[Goal of the exercise] Please filter the data down to the lines that include the word "sandstone" and copy them.

#####

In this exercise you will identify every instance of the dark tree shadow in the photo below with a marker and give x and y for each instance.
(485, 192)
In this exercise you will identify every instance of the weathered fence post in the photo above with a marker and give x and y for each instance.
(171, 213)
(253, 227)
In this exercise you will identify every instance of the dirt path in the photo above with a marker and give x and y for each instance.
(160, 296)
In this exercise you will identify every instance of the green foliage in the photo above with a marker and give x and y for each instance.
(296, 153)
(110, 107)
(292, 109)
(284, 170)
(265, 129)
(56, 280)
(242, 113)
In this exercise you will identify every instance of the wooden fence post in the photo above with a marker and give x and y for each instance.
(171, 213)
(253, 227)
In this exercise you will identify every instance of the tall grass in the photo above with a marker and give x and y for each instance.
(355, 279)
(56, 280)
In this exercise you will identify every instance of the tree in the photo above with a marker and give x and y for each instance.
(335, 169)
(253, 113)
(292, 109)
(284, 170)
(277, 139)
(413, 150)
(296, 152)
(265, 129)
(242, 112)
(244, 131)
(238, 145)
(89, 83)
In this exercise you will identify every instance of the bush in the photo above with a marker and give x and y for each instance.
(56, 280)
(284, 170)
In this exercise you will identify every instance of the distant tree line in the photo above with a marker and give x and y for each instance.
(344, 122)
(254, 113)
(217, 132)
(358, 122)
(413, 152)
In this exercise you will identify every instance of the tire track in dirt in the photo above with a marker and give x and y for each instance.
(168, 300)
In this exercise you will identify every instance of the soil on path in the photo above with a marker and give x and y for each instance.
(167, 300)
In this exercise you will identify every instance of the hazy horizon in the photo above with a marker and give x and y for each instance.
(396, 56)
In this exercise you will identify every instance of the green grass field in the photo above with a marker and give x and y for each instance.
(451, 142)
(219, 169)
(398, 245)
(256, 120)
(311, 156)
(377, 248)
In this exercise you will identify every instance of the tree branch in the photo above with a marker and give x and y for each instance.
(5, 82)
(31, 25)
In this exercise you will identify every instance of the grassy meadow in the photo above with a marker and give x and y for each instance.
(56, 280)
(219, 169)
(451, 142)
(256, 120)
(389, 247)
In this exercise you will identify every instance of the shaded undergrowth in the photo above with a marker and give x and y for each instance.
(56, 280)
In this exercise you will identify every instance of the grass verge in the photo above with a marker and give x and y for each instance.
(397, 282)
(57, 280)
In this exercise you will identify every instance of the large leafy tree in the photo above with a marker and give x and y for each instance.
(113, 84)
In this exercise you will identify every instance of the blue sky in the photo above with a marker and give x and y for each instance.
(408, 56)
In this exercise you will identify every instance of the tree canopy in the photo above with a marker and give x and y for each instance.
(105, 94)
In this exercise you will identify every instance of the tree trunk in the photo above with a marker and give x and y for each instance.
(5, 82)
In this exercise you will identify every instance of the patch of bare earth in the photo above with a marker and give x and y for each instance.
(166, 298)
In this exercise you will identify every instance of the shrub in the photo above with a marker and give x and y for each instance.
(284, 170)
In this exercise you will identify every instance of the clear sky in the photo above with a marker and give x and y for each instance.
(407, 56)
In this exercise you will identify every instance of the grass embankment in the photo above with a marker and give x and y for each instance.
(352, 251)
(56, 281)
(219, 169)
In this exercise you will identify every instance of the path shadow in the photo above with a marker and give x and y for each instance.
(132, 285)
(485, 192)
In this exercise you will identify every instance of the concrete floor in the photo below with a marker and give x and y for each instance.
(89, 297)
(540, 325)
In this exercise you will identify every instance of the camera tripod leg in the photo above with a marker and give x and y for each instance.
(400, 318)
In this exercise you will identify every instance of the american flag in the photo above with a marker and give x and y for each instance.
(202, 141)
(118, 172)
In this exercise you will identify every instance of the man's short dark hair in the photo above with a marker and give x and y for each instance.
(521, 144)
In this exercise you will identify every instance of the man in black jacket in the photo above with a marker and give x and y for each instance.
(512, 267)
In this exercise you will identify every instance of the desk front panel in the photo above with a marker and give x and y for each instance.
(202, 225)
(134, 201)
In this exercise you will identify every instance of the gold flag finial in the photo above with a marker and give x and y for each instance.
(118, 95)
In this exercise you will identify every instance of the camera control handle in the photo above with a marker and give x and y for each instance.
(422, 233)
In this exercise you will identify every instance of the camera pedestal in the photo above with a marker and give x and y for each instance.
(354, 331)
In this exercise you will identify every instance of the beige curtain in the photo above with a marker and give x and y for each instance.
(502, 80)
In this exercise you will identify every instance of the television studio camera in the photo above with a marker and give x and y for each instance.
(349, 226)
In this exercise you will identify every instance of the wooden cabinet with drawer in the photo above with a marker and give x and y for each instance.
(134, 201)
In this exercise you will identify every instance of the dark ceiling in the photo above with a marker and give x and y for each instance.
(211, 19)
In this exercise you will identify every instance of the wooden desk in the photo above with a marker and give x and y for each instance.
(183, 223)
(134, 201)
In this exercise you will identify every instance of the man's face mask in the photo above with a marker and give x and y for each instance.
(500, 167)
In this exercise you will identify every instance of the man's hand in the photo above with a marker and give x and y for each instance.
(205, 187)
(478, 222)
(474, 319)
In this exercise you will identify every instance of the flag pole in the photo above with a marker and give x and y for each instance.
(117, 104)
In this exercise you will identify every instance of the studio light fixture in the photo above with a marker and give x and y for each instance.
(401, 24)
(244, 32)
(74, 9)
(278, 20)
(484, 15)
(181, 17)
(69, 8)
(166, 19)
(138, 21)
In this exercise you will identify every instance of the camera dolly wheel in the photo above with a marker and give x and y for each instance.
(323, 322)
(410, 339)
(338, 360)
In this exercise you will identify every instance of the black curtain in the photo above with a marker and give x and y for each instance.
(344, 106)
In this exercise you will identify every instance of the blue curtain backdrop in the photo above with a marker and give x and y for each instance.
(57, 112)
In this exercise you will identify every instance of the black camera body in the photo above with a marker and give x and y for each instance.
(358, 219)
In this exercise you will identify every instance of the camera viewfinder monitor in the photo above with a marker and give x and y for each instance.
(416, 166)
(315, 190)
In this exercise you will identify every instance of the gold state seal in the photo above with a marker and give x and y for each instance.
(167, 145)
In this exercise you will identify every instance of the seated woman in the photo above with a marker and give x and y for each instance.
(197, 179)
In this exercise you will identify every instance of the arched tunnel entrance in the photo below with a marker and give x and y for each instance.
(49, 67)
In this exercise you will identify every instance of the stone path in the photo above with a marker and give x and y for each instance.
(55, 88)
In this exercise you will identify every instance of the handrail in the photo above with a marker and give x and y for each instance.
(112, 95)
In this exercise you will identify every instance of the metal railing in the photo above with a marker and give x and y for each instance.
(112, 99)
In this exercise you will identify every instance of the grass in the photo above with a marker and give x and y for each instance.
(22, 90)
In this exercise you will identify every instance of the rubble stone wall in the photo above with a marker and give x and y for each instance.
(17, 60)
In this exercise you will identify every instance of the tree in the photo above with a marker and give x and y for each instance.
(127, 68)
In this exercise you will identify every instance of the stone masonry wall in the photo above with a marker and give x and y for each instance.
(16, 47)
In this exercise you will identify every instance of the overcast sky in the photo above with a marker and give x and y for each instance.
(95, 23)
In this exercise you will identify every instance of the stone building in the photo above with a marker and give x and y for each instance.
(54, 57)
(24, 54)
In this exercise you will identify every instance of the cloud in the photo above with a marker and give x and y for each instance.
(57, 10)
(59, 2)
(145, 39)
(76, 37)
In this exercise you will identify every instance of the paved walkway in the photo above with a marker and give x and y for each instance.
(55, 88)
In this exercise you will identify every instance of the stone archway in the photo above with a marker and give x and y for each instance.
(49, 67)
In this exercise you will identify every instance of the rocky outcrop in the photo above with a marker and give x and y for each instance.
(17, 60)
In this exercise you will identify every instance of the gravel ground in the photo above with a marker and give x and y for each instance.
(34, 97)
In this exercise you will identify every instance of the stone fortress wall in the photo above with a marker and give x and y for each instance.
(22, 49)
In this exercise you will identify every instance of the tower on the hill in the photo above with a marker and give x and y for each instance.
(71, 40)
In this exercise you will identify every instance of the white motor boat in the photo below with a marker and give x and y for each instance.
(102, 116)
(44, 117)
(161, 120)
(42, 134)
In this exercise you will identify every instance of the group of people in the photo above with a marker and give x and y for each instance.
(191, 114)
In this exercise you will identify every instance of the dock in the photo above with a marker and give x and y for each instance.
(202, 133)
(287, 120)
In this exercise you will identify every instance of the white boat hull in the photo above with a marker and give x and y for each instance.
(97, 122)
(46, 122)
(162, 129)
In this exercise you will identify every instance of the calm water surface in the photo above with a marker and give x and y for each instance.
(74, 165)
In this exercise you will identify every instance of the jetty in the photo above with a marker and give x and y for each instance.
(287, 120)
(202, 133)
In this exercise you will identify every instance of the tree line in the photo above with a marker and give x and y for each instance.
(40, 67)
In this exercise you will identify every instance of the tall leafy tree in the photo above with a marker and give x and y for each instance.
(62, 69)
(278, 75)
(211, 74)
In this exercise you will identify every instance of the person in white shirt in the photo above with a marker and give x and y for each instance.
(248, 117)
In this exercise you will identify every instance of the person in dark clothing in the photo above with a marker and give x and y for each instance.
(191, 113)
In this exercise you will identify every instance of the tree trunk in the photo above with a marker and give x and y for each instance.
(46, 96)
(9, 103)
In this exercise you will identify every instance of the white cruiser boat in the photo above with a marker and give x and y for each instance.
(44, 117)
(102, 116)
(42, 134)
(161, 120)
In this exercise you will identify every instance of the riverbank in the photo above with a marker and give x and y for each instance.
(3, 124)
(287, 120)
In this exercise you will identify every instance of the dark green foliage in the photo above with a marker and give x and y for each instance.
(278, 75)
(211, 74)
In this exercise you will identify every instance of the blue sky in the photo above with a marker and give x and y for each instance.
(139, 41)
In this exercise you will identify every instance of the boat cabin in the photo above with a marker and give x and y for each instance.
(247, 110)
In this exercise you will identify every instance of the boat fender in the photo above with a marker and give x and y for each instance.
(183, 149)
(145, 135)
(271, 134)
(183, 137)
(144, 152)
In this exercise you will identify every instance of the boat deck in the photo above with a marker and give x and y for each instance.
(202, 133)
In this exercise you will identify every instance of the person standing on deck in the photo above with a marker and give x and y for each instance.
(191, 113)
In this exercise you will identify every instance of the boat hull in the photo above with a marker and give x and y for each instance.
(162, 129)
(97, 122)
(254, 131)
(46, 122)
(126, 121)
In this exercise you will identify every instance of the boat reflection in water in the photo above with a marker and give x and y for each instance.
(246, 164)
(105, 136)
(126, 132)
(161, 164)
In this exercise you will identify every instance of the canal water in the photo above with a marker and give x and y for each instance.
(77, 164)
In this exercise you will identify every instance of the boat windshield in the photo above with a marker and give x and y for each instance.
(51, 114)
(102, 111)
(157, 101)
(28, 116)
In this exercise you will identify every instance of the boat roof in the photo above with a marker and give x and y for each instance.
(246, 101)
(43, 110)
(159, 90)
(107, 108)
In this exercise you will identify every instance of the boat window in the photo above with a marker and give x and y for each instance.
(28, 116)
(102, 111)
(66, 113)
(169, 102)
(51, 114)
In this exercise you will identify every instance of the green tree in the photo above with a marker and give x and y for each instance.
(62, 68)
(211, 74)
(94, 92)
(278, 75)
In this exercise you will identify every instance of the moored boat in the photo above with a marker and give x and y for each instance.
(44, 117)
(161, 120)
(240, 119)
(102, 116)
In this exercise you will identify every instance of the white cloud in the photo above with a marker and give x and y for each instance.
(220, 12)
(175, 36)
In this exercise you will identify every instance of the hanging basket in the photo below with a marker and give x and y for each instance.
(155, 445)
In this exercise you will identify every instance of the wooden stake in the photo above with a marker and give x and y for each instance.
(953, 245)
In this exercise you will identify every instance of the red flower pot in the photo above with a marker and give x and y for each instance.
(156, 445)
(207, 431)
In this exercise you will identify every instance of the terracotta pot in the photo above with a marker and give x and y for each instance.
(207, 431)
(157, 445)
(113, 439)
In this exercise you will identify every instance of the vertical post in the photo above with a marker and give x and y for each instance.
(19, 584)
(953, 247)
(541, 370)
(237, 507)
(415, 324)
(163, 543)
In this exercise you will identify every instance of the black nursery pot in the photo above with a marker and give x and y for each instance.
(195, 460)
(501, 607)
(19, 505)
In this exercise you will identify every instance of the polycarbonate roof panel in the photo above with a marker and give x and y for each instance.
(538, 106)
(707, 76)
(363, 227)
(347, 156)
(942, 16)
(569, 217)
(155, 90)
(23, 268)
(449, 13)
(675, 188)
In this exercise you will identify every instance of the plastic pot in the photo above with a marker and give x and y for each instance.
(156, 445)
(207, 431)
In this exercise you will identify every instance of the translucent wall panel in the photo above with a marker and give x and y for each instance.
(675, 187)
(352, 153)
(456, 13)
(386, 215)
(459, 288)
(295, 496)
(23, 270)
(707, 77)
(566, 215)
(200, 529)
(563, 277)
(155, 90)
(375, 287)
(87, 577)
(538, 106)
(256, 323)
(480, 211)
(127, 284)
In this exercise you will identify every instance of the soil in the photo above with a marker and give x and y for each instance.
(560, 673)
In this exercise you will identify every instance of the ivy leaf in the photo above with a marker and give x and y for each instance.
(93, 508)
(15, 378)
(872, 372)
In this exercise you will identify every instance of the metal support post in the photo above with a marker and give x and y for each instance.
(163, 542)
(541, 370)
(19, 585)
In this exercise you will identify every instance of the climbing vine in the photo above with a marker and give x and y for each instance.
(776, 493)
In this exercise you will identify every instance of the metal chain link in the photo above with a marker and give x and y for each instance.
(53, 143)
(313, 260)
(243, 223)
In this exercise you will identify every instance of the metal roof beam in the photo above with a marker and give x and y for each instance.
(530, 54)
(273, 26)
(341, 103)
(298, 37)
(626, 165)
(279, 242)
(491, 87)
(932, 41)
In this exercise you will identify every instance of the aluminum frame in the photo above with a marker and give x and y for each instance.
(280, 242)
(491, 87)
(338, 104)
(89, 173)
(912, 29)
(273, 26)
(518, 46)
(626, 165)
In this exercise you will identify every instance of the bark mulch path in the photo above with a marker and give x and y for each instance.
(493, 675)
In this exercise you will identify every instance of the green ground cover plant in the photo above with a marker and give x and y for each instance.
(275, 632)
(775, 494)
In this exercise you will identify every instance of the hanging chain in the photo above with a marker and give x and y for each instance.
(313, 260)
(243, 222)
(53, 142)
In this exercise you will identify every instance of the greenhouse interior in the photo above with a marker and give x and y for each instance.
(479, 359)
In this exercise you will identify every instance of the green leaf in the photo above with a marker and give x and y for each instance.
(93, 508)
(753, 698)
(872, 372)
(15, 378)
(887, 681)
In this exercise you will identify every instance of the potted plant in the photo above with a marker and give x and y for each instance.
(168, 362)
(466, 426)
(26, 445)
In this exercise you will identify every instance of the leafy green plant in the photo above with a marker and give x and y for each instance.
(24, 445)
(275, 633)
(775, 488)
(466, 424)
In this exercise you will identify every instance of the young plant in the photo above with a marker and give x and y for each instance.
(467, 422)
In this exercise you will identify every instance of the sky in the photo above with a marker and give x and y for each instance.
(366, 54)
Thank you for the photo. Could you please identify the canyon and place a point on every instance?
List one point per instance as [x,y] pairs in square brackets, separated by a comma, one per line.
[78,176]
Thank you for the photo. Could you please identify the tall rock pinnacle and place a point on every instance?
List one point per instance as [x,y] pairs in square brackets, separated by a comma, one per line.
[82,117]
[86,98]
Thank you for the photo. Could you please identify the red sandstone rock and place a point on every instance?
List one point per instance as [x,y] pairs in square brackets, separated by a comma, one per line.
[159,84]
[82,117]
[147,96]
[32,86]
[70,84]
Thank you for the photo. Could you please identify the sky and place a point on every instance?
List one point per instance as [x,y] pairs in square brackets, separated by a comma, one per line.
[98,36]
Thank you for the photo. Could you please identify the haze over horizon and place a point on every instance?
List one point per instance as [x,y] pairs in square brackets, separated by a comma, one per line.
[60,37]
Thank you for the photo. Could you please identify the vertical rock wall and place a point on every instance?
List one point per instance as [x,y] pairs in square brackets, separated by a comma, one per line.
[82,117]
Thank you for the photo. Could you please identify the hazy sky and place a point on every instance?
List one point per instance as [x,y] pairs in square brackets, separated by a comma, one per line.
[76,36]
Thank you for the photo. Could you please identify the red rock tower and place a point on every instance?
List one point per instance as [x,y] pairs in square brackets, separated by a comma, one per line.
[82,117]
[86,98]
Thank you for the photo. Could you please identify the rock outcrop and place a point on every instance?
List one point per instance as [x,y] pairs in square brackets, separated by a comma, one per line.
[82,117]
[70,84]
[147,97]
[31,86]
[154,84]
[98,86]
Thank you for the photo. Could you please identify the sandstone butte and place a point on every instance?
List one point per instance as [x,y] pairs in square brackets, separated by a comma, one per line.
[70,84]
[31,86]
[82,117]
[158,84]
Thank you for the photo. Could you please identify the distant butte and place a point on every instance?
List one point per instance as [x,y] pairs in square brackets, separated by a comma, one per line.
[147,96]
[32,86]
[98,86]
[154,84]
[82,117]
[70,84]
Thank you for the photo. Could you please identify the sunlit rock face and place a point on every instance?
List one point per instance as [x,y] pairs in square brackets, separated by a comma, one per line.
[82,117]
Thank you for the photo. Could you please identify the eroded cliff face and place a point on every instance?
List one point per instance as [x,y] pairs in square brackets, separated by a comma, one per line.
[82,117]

#####

[Exercise answer]
Thank you for the photo. Could you please identify the red sandstone rock and place a point on every instance?
Thank you for the photo. Could you please identify the sandstone butte and place a point on every instance?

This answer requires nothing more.